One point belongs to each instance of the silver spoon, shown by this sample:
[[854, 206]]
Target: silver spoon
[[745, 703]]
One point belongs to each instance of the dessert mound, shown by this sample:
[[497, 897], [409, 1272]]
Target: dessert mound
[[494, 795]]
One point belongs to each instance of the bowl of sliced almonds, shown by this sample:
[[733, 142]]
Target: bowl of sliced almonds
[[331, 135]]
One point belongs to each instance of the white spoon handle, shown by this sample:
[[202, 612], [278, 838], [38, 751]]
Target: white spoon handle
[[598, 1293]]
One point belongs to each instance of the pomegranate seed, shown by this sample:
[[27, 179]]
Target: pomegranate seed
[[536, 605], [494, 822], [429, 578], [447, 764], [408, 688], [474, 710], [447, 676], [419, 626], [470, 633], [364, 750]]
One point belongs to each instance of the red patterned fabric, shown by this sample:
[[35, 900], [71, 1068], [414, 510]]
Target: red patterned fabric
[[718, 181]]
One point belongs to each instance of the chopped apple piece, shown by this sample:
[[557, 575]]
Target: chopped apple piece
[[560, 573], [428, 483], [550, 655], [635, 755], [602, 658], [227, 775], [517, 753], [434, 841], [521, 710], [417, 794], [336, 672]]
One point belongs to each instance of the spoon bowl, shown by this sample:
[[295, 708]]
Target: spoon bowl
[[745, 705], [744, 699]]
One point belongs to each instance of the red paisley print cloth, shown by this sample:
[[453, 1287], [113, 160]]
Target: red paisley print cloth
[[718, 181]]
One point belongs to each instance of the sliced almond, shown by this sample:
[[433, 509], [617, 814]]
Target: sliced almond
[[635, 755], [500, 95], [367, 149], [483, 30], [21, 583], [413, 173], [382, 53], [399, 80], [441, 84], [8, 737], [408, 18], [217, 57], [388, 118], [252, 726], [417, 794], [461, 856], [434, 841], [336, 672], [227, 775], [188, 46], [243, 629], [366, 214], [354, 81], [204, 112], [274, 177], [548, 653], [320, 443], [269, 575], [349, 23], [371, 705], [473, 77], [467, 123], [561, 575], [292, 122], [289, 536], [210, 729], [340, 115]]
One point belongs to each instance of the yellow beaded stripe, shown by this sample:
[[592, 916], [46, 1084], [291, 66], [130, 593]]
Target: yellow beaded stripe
_ _ _
INSTRUCTIONS FOR THE TASK:
Can you write every line of the records above as a JSON list of strings, one string per line, with blank lines omitted?

RESULT:
[
  "One point belongs to each instance of the silver spoon, shown by this sample:",
  "[[854, 206]]",
  "Target: silver spoon",
  "[[745, 703]]",
  "One point belongs to each instance of the dessert mound, shown by this sample:",
  "[[497, 897], [409, 1272]]",
  "Target: dessert mound",
  "[[494, 795]]",
  "One point belongs to each instance of the bowl of sliced almonds, shown by this sample:",
  "[[733, 142]]",
  "Target: bowl of sliced almonds",
  "[[331, 135]]",
  "One point belongs to each instance of the white spoon handle, shown by this sample:",
  "[[202, 612], [278, 838], [38, 751]]",
  "Target: white spoon handle",
  "[[598, 1293]]",
  "One point belongs to each instance of the pomegranate seed, shown by this sample:",
  "[[27, 179]]",
  "Target: pomegranate seed",
  "[[536, 605], [494, 822], [429, 578], [447, 764], [408, 688], [474, 710], [447, 676], [419, 626], [470, 633], [364, 750]]",
  "One point belongs to each instance of the red patterned fabric, shown by this sample:",
  "[[35, 900], [71, 1068], [414, 510]]",
  "Target: red patterned fabric",
  "[[718, 181]]",
  "One point belongs to each instance of the chopped apple piece, shown by this sample:",
  "[[557, 575]]",
  "Target: chopped apple piece",
  "[[560, 573], [428, 483], [550, 655], [635, 755], [602, 658], [227, 775], [517, 753], [434, 841], [521, 710], [417, 794], [336, 672]]",
  "One point belongs to each instance of the spoon bowl, shown by this sample:",
  "[[295, 708]]",
  "Target: spoon bowl",
  "[[745, 705], [744, 699]]",
  "One point belongs to each instance of the red paisley print cloth, shown by this sample:",
  "[[453, 1287], [113, 160]]",
  "Target: red paisley print cloth",
  "[[718, 181]]",
  "One point belongs to each instance of the sliced almond, shown by this sample:",
  "[[433, 509], [617, 814]]",
  "Target: sliced almond",
  "[[635, 755], [500, 95], [367, 149], [483, 30], [21, 583], [413, 173], [382, 53], [399, 80], [441, 84], [8, 737], [408, 18], [217, 57], [388, 118], [252, 726], [417, 794], [461, 856], [434, 841], [336, 672], [227, 775], [188, 46], [243, 629], [366, 214], [354, 81], [204, 112], [274, 177], [548, 653], [320, 443], [269, 575], [349, 23], [371, 705], [473, 77], [467, 123], [561, 575], [292, 122], [289, 536], [210, 729], [340, 115]]",
  "One point belongs to each instance of the yellow beaded stripe, shown by this sample:",
  "[[592, 916], [46, 1084], [291, 66], [130, 593]]",
  "Target: yellow beaded stripe"
]